[Records for the task]
=======

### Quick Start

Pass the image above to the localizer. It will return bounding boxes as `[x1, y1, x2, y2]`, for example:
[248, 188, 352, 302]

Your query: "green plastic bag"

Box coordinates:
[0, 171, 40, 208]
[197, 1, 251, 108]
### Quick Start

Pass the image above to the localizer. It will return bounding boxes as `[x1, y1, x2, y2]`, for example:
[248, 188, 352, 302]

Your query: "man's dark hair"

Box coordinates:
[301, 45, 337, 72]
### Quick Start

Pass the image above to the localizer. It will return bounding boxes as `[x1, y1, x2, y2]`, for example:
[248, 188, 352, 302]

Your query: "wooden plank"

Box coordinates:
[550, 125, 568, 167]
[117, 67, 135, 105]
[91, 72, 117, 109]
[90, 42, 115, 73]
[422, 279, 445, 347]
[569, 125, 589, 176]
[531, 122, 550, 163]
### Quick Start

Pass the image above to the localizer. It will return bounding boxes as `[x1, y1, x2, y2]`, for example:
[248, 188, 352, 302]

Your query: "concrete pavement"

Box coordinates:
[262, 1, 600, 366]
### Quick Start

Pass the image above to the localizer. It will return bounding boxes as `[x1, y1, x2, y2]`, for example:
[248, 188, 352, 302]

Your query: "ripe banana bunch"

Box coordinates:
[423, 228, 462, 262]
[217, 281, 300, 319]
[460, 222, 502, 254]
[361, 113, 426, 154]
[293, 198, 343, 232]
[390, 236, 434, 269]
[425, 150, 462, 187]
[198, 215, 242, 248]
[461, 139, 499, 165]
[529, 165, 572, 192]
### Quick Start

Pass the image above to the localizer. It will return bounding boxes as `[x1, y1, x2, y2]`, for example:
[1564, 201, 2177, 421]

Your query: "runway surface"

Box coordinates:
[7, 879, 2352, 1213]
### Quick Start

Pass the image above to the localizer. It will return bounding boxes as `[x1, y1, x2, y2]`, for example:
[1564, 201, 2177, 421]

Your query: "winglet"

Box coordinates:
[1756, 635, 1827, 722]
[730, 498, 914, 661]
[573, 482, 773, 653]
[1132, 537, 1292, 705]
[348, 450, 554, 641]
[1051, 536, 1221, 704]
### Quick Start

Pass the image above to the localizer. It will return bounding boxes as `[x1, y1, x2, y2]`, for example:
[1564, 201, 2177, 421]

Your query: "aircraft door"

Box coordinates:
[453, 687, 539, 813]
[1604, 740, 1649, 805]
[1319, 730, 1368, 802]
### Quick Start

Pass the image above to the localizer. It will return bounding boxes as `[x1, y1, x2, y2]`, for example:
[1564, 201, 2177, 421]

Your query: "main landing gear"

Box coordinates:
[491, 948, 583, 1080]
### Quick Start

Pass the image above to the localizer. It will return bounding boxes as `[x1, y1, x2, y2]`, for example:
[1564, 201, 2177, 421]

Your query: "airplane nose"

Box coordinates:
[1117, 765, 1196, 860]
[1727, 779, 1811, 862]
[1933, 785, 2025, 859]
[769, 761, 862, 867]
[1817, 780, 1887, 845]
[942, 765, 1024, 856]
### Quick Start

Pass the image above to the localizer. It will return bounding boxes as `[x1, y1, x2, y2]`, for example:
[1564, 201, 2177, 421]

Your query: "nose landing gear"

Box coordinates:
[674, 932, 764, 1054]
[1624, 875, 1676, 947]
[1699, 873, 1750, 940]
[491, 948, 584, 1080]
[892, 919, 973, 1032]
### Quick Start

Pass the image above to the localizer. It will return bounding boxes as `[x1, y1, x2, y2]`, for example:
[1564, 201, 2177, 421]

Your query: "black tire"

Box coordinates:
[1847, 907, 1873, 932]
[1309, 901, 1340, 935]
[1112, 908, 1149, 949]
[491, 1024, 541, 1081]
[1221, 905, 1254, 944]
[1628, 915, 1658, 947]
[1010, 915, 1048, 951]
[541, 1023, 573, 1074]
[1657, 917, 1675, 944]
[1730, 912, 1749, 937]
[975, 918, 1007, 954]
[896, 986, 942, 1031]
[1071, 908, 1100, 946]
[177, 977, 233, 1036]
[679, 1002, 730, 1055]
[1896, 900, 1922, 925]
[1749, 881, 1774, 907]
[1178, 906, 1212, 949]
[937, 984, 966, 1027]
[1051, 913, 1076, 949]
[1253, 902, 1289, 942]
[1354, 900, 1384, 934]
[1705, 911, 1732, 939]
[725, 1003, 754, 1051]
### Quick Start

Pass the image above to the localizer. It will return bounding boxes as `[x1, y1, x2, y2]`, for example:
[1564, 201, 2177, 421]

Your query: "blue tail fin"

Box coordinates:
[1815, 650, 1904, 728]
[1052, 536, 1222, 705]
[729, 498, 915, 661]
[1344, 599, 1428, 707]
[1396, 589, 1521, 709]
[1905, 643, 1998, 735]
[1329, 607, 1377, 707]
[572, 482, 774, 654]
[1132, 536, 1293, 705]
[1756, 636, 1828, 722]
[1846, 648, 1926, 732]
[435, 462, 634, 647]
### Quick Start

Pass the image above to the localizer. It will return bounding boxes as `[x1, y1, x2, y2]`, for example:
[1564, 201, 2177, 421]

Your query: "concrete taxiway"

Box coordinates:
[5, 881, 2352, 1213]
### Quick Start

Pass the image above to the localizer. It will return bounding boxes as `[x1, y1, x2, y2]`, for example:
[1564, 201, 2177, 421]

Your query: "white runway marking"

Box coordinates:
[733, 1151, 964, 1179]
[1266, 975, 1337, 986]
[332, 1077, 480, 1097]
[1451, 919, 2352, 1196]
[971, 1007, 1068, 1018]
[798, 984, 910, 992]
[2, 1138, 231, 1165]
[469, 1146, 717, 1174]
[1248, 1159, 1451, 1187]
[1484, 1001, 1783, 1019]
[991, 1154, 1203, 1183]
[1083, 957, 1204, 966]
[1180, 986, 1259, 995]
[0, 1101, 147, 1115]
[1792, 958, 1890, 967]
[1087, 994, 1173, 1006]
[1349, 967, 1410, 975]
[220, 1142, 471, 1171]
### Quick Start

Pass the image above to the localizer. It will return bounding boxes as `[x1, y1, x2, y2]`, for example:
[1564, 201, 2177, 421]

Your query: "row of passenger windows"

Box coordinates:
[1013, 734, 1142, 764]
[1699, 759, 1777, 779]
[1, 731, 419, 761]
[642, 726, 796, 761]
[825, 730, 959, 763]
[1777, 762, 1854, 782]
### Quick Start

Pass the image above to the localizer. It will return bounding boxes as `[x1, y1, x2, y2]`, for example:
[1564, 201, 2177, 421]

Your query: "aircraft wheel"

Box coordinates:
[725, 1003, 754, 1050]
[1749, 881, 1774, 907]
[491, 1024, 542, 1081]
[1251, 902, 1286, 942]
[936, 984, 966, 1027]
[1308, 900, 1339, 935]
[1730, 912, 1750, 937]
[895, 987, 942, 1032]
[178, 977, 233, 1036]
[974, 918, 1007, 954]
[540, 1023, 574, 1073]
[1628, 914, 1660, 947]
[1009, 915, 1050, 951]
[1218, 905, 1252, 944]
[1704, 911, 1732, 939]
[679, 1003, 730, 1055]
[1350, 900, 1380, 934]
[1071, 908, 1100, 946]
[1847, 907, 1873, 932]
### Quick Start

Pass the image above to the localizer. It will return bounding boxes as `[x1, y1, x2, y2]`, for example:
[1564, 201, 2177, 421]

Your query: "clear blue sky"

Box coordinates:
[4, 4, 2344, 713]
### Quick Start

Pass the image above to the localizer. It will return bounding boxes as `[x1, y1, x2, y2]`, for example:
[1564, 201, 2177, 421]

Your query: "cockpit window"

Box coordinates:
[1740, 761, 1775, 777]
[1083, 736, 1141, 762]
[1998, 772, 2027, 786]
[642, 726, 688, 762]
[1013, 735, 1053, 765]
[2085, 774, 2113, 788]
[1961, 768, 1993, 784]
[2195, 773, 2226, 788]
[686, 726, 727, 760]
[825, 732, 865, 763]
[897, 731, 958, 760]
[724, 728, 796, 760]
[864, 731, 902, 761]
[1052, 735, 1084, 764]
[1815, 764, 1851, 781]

=======

[Action item]
Using the data above, return each line that includes the word "nose".

[Response to the task]
Your query: "airplane nose"
Your query: "nose landing gear"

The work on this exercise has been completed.